-- start Records provided --

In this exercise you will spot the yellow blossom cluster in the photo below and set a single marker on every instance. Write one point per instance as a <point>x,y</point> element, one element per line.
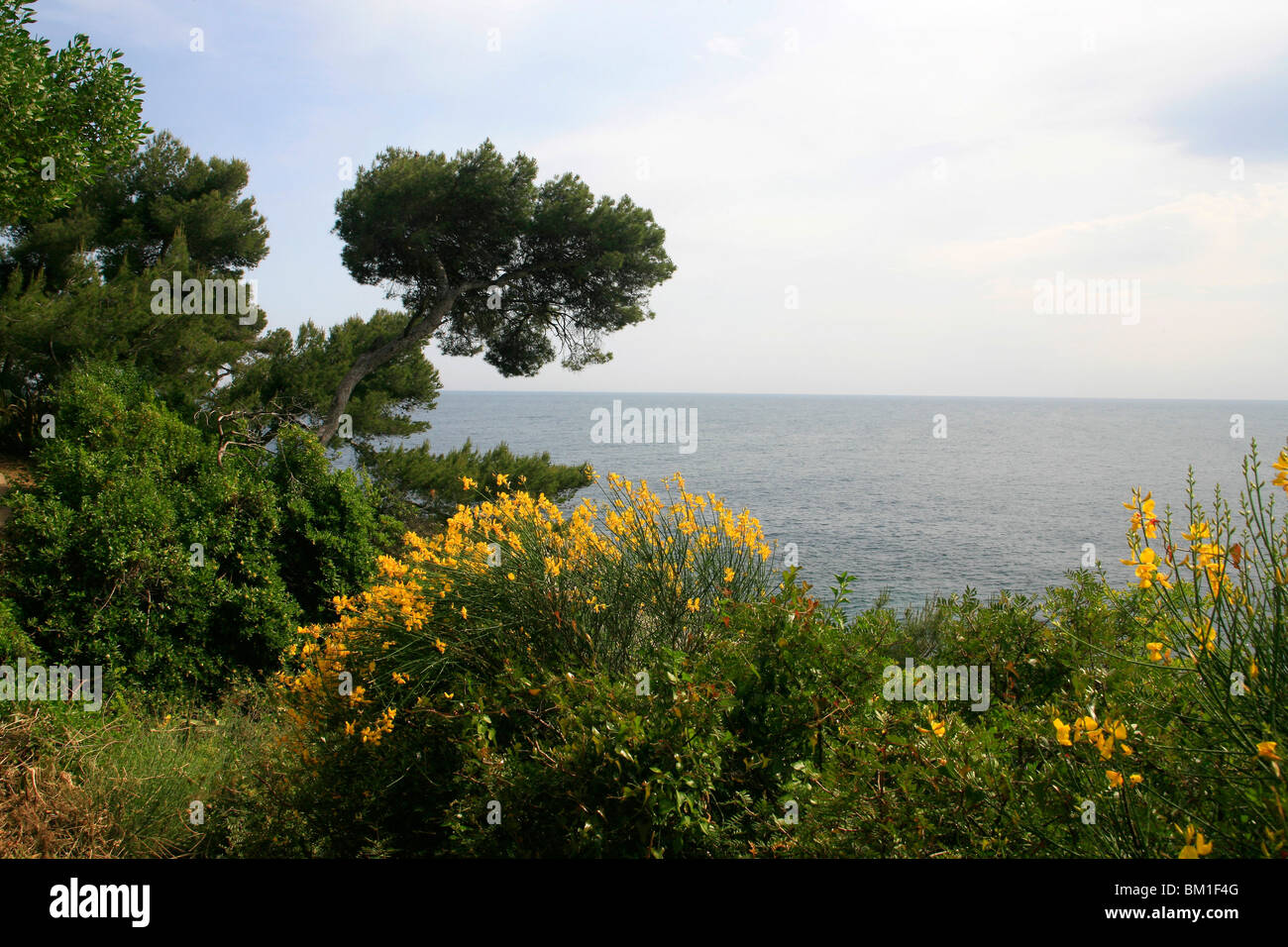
<point>1102,736</point>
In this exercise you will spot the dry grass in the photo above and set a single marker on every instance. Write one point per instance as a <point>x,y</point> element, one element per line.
<point>43,812</point>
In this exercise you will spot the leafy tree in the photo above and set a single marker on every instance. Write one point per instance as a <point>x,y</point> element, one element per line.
<point>163,211</point>
<point>99,562</point>
<point>43,335</point>
<point>424,488</point>
<point>489,262</point>
<point>130,219</point>
<point>291,380</point>
<point>68,115</point>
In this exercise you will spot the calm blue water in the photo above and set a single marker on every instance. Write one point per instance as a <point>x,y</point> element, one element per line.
<point>861,484</point>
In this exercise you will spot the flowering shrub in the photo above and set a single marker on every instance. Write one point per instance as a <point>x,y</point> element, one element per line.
<point>460,633</point>
<point>1209,681</point>
<point>626,681</point>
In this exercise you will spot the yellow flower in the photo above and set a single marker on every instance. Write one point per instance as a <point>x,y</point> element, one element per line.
<point>1146,569</point>
<point>1061,732</point>
<point>936,727</point>
<point>1282,467</point>
<point>1194,847</point>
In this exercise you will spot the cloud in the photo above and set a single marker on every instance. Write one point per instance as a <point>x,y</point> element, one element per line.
<point>725,46</point>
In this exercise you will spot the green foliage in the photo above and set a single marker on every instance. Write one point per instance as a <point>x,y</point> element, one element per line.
<point>428,487</point>
<point>102,545</point>
<point>329,532</point>
<point>44,335</point>
<point>296,379</point>
<point>78,107</point>
<point>130,219</point>
<point>14,643</point>
<point>568,266</point>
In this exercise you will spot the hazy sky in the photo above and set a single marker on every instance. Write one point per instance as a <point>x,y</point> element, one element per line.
<point>905,171</point>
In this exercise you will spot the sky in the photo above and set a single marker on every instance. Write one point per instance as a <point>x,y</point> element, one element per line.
<point>859,197</point>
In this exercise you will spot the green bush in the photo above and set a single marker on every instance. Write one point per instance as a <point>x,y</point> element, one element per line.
<point>138,549</point>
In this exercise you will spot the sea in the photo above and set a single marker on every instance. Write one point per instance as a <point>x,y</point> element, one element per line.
<point>913,496</point>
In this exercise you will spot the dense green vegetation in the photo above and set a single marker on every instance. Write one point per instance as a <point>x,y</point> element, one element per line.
<point>425,656</point>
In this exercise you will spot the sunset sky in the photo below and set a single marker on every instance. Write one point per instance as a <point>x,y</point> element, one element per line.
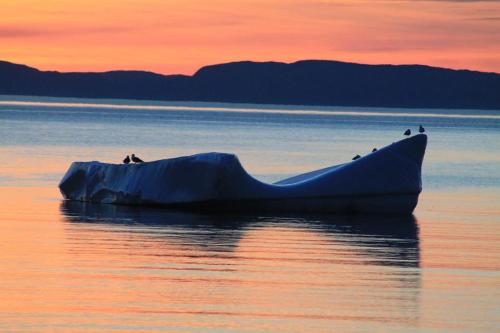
<point>179,36</point>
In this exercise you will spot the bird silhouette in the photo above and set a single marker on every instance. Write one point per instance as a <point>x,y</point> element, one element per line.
<point>136,159</point>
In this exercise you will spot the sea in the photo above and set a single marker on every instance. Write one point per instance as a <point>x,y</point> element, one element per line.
<point>68,267</point>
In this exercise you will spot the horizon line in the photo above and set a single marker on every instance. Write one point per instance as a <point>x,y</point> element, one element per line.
<point>249,61</point>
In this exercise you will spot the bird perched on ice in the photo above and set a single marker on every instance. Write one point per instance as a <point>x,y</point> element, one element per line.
<point>136,159</point>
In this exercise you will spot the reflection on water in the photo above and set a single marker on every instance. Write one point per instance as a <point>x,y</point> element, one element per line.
<point>385,239</point>
<point>273,272</point>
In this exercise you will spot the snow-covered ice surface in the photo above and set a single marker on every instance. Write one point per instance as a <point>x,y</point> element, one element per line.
<point>388,180</point>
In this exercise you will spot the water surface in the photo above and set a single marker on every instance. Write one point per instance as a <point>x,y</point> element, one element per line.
<point>72,267</point>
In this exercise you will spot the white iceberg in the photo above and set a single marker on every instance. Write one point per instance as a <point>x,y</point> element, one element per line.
<point>388,180</point>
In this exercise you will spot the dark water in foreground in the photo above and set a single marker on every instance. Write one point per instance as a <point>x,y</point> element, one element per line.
<point>69,267</point>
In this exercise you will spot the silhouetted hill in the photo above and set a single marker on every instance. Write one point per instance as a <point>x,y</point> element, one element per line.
<point>310,82</point>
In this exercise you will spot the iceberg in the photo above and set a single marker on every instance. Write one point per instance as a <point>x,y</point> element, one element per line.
<point>385,181</point>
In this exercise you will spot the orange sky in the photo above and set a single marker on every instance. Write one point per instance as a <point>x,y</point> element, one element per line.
<point>179,36</point>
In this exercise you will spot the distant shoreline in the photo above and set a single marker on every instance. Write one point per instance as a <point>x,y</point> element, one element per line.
<point>312,83</point>
<point>240,107</point>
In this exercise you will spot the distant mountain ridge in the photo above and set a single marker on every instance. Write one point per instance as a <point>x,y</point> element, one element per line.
<point>307,82</point>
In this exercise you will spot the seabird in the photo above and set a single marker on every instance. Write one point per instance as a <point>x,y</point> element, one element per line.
<point>136,159</point>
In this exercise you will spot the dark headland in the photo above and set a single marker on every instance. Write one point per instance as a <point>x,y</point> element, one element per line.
<point>310,82</point>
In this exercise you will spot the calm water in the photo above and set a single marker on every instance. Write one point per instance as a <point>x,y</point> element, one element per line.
<point>69,267</point>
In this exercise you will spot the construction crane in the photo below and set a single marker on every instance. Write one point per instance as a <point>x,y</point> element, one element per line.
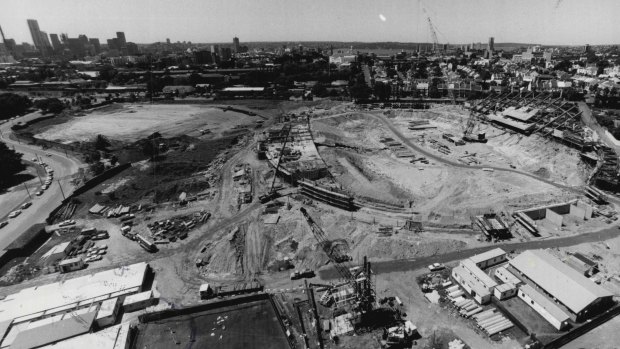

-- end Records provided --

**Work to do**
Render all the items above as a JSON list of strings, with one string per line and blank lines omitted. Leave the pictures out.

**Answer for the task**
[
  "In this exercise you will spot the yellow blossom cluster in the photo below and set a single marker on every instance. Write one point per instance as a <point>x,y</point> element, one element per line.",
  "<point>1102,736</point>",
  "In this exercise you will spot the dry grass in the photo above and set a single marker on every instance. Write one point per instance as a <point>x,y</point> element, one element per line.",
  "<point>43,812</point>",
  "In this exercise you will spot the leafy tree in the photo above and set a single marker on every instance. Write one point per instance as a <point>x,y</point> element, one element per line.",
  "<point>163,211</point>",
  "<point>99,562</point>",
  "<point>43,335</point>",
  "<point>424,488</point>",
  "<point>489,262</point>",
  "<point>130,219</point>",
  "<point>291,380</point>",
  "<point>68,115</point>",
  "In this exercise you will spot the calm blue water in the photo above and set a single marker on every instance. Write one point per instance as a <point>x,y</point> element, one element per line.",
  "<point>861,484</point>",
  "In this exercise you will spot the flowering shrub in the photo above and set a single marker on every instance. Write one point per instance as a <point>x,y</point> element, one element per line.",
  "<point>460,633</point>",
  "<point>1209,681</point>",
  "<point>626,681</point>",
  "In this exercise you will spot the yellow flower in the photo above and set a single marker on every instance. Write one point per instance as a <point>x,y</point> element, one element per line.",
  "<point>1146,569</point>",
  "<point>1061,732</point>",
  "<point>936,727</point>",
  "<point>1282,467</point>",
  "<point>1194,847</point>",
  "In this exercise you will spot the cloud in the photo above and set a single marker on every instance. Write one point per instance as a <point>x,y</point> element, one element per line.",
  "<point>725,46</point>",
  "In this exercise you will spot the green foliage in the photo above and set a single marker on every instance. Write one point per instance as a <point>x,y</point> element, one element per line.",
  "<point>428,487</point>",
  "<point>102,545</point>",
  "<point>329,532</point>",
  "<point>44,335</point>",
  "<point>296,379</point>",
  "<point>78,107</point>",
  "<point>130,219</point>",
  "<point>14,643</point>",
  "<point>568,266</point>",
  "In this exercise you will spot the hazy sky in the photo above and set a single marker on every instance. Write one point per instance as a <point>x,y</point> element, one element per line.",
  "<point>905,171</point>",
  "In this exercise you will spot the sky in the photo above and set a single marker on every instance. Write one point per instance as a <point>x,y</point> element, one element per line.",
  "<point>859,197</point>",
  "In this exercise you will spot the green bush in the photo above and set a single marker on every instance. Write one point per instance as a <point>x,y</point> element, one element per line.",
  "<point>138,549</point>",
  "In this exercise you will spot the sea in the photo above and set a single marker on every instance. Write one point per instance as a <point>x,y</point> element, one element per line.",
  "<point>913,496</point>",
  "In this exercise you will spot the dense green vegetation in the photo above and set a single marker on every instance. Write one point per instance as a <point>x,y</point> element, one element per line.",
  "<point>425,656</point>",
  "In this exercise you will spot the sunset sky in the photo below and set a single marker on every instance. Write one point per instance as a <point>x,y</point> element, one element per line.",
  "<point>179,36</point>",
  "In this exercise you will spot the bird silhouette in the photo above and set a single marker on every instance. Write one point per instance as a <point>x,y</point> element, one element per line.",
  "<point>136,159</point>",
  "In this exercise you will spot the sea in the photo above and set a single marker on every instance. Write one point per instance as a <point>x,y</point> element, one element per line.",
  "<point>68,267</point>",
  "In this exercise you will spot the horizon line in the photo above and set a single marker on every instance. Write one point per instance as a <point>x,y</point> element, one element per line.",
  "<point>249,61</point>",
  "In this exercise you will spot the bird perched on ice in the photo above and set a single marker on every instance. Write one point per instance as a <point>x,y</point> element, one element per line.",
  "<point>136,159</point>",
  "In this exercise you will spot the reflection on water in the photo above and set a single marker on every instance. Write one point per instance as a <point>x,y</point> element, one element per line.",
  "<point>385,239</point>",
  "<point>273,272</point>",
  "In this exercise you will spot the snow-covered ice surface in the photo above and set a single marker on every instance. Write one point per instance as a <point>x,y</point> element, one element per line.",
  "<point>388,180</point>",
  "In this exercise you will spot the water surface in the photo above and set a single marker on every instance. Write one point per instance as a <point>x,y</point> element, one element per line.",
  "<point>72,267</point>",
  "In this exercise you will spot the white iceberg in the photo above and set a single marker on every instance. Write one point per instance as a <point>x,y</point> element, one element per line.",
  "<point>388,180</point>",
  "In this exercise you will spot the dark water in foreground in the photo above and set a single marker on every instance. Write one point per instance as a <point>x,y</point> element, one element per line.",
  "<point>69,267</point>",
  "In this exercise you will spot the silhouetted hill in the photo above and set a single marker on every instance. Write one point per instance as a <point>x,y</point> element, one element per line.",
  "<point>310,82</point>",
  "In this exercise you will spot the iceberg in the photo above and set a single marker on every instance. Write one point per instance as a <point>x,y</point> element, one element per line.",
  "<point>385,181</point>",
  "In this exercise you will spot the orange sky in the photo above and set a single marker on every instance. Write one point per instance as a <point>x,y</point> element, one element per line.",
  "<point>179,36</point>",
  "In this exercise you will spot the distant shoreline in the photo above and set a single marker on every instance. Write one point per instance as a <point>x,y</point> element, one element per line.",
  "<point>312,83</point>",
  "<point>240,107</point>",
  "In this exercise you will spot the distant mountain ridge in the photo above and set a single marker on every instance. Write one point per instance as a <point>x,y</point> element, one element per line.",
  "<point>307,82</point>",
  "In this exercise you will spot the seabird in the photo above and set a single marker on every instance. Write one point per instance as a <point>x,y</point> element, one element per line.",
  "<point>136,159</point>",
  "In this exercise you will spot the dark headland in the photo above and set a single marker on every instance. Write one point per instance as a <point>x,y</point> element, one element per line.",
  "<point>310,82</point>",
  "In this exercise you will spot the calm water in the photo above and set a single marker on every instance. Write one point per instance as a <point>x,y</point> element, one element per line.",
  "<point>69,267</point>",
  "In this exercise you will spot the construction crane in the photo below and set a single marker on every instance. Write one point per instance as a <point>x,y</point> element, one element per line."
]